SELECTED EXTRACT:
====

For clinical validation, nasal and rectal swabs were resuspended in 0.5 ml of sterile water and mixed by shaking. For the PCR, 5 μl of the nasal swab suspension and 5 μl of a dilution (1/10) of the rectal swab suspension were used. The PCR was performed as previously described (GeneAmp® PCR System 9600 thermocycler; Thermo Fisher Scientific, Waltham, MA, USA), as follows: 10 min at 25 °C; 3 min at 95 °C; 40 cycles at 95 °C for 15 s, followed by 45 s at 50 °C, 1 min at 72 °C and storage at 4 °C. The total time was 2 h.

After performing the PCR, the hybriSpot HS24 automated platform (Master Diagnóstica, Granada, Spain) was used (Fig. 1A), which performs a reverse dot blot hybridisation of up to 24 samples simultaneously and interprets the results in one hour. When the specific amplicons hybridise with their corresponding probes, the signals are visualised through a colorimetric reaction (Fig. 1B and C). The hybriSpot HS24 platform captures the image of the chip, which is automatically analysed using a pattern of points that corresponds to a profile of genetic determinants of resistance (Fig. 1).

====

EXERCISE BRIEF: Continue the methods passage above on PCR and hybriSpot testing of nasal and rectal swabs, picking up after its last sentence.

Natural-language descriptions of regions

====

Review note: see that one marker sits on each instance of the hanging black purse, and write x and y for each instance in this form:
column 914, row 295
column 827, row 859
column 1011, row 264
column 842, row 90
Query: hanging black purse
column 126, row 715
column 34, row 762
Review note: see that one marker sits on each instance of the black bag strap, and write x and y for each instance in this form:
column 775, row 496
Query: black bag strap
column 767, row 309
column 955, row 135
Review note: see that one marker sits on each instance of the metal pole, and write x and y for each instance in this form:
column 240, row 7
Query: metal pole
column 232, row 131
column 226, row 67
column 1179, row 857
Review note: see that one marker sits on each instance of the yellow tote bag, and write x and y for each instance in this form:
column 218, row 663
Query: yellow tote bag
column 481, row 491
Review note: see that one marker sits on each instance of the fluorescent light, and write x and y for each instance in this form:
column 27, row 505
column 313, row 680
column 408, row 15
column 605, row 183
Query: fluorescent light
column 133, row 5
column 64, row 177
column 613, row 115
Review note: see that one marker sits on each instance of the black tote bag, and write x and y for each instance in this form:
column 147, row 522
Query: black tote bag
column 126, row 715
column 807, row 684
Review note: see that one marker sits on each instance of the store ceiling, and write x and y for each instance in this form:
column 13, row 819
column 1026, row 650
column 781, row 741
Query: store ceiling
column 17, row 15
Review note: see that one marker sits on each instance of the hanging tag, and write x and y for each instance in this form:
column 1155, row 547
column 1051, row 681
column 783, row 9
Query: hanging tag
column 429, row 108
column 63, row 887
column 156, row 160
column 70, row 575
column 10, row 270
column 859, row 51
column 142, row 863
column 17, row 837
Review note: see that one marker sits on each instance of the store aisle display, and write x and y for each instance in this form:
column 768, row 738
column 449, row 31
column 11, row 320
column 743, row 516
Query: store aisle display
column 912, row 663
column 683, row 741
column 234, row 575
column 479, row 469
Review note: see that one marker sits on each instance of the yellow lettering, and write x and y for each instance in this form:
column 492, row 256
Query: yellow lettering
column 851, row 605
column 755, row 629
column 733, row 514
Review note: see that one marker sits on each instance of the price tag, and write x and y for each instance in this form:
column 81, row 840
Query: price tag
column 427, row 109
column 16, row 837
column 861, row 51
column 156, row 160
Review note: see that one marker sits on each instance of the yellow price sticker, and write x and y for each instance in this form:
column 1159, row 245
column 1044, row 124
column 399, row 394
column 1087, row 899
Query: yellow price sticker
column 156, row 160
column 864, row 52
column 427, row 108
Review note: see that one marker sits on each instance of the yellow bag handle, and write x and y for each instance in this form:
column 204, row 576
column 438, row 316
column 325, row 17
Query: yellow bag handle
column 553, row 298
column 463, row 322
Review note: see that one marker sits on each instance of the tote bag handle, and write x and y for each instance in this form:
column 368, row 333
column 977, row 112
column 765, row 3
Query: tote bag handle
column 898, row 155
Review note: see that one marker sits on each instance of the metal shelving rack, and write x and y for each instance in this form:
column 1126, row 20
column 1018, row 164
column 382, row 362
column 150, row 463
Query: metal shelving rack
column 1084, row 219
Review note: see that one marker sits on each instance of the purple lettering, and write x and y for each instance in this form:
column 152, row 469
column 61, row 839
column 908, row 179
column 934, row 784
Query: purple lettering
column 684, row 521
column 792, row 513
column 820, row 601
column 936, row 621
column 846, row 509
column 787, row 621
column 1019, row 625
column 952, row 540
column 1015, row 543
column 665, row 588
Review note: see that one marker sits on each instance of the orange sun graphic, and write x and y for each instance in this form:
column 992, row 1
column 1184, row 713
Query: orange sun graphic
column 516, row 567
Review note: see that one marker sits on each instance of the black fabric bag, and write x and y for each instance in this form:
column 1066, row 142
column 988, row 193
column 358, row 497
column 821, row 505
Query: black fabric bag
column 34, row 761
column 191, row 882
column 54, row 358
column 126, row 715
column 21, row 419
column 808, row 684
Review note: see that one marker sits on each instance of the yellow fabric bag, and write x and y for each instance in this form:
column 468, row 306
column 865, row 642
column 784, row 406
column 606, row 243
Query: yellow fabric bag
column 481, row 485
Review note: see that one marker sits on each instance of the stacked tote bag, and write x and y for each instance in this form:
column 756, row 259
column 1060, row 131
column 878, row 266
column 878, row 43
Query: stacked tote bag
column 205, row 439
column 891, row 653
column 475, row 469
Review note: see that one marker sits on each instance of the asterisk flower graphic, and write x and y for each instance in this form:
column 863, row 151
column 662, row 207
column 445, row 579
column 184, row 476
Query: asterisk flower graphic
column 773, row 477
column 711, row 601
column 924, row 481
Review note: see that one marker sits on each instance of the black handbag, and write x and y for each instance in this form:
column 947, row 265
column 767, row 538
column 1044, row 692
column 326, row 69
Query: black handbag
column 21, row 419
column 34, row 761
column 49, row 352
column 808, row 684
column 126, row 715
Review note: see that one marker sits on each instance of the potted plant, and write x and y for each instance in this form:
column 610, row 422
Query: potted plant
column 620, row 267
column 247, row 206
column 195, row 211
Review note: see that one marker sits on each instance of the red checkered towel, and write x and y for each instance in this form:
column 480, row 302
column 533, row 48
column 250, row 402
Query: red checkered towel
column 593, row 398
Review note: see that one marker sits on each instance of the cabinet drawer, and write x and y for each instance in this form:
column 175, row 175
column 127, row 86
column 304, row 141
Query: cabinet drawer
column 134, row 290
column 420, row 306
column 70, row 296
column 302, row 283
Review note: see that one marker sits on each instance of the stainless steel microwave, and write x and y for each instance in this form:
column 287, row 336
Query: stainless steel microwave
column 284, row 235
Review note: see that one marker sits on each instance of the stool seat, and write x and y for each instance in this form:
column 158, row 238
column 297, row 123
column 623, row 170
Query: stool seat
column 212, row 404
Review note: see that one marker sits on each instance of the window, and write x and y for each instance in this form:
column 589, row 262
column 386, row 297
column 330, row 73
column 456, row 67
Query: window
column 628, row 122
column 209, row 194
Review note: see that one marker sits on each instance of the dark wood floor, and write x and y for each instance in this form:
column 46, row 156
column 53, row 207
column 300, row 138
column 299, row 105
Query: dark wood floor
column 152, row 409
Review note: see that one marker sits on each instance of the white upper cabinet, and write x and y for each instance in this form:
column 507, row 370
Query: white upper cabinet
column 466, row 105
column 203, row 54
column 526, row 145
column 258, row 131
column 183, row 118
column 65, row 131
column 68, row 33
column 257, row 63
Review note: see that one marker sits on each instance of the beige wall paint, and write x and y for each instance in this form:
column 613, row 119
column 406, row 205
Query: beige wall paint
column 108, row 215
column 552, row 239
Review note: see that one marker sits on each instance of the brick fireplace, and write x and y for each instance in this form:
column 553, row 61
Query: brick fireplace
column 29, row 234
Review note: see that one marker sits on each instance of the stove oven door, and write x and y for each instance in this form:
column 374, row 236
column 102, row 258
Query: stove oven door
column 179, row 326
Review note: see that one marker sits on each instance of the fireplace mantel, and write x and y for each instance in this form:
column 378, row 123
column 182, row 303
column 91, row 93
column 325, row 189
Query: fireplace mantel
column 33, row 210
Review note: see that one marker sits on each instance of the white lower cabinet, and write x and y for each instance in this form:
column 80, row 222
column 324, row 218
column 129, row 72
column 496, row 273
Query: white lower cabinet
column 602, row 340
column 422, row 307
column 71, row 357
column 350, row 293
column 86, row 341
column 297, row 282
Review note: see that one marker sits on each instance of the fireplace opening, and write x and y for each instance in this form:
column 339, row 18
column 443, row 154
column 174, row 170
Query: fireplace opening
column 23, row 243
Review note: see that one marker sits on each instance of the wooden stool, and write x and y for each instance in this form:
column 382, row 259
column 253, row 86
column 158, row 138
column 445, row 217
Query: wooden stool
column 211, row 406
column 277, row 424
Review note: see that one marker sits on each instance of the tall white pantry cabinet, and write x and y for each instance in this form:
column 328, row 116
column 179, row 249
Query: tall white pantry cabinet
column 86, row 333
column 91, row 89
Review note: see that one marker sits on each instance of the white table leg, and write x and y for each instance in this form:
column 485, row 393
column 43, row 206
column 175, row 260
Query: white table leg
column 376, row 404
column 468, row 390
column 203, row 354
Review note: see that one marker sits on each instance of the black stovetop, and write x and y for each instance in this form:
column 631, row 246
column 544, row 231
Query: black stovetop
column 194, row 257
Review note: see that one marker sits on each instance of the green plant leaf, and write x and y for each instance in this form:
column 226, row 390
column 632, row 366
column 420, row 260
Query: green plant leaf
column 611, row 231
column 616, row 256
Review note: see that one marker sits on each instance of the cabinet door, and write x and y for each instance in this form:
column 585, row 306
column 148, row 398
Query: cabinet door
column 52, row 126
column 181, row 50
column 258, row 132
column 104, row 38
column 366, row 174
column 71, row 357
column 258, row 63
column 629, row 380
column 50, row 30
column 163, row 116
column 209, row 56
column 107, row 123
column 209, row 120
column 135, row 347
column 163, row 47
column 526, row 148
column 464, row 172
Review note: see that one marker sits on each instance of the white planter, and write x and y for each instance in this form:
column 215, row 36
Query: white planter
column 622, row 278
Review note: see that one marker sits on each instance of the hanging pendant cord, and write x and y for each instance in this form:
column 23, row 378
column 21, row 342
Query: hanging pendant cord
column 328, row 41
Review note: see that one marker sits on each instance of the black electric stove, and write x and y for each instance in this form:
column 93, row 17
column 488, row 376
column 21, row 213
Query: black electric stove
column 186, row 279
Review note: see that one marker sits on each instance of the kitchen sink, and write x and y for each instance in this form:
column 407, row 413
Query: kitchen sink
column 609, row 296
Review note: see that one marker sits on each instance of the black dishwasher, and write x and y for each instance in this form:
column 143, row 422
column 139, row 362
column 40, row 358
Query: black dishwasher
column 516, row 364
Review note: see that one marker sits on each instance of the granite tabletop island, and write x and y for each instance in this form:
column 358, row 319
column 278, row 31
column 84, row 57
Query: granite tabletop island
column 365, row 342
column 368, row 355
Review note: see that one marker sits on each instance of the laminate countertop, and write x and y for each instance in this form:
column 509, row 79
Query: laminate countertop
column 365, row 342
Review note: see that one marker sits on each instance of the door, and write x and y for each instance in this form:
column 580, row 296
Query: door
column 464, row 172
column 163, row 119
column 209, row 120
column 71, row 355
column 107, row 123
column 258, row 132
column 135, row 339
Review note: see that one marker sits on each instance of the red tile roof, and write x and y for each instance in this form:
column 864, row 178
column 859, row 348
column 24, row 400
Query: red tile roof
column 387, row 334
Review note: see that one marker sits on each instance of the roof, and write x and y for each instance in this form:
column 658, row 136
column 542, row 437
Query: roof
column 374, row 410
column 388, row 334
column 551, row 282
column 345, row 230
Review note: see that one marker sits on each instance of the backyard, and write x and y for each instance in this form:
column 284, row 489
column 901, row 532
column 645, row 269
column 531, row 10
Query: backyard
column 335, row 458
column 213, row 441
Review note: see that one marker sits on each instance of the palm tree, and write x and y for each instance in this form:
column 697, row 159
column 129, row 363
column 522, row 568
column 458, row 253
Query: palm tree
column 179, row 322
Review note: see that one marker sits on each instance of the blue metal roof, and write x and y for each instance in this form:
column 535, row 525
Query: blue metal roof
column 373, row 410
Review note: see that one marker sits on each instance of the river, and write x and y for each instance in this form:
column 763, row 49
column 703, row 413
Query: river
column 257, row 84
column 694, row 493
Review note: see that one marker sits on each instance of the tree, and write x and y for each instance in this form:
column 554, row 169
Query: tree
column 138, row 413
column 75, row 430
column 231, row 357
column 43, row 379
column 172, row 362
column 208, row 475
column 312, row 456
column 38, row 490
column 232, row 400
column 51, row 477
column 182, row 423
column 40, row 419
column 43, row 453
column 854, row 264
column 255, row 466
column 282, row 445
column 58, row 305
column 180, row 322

====

RESPONSE BELOW:
Figure 1.

HS24 platform and AMR Direct Flow Chip®. A) HS24 automated platform for reverse hybridisation processing and image analysis. B) Results for a carbapenemase-producing Escherichia coli strain. C) Detection of MDR organisms in a positive rectal swab harbouring Klebsiella pneumoniae blaOXA-48/blaSHV and Acinetobacter baumannii blaOXA-51. All the probes are spotted in duplicate on the chip array and a result is considered positive if both signals are detected. Positive probes detected: biotin control (BC); exogenous amplification control (IC), for the detection of synthetic DNA included in the PCR mix; endogenous amplification control (BG), for the detection of the human beta-globin gene, blaVIM (VIM), blaSHV (SHV), blaOXA-48 (OXA48) and blaOXA-51 (OXA51). The image is magnified ×5 compared to the actual size of the chip.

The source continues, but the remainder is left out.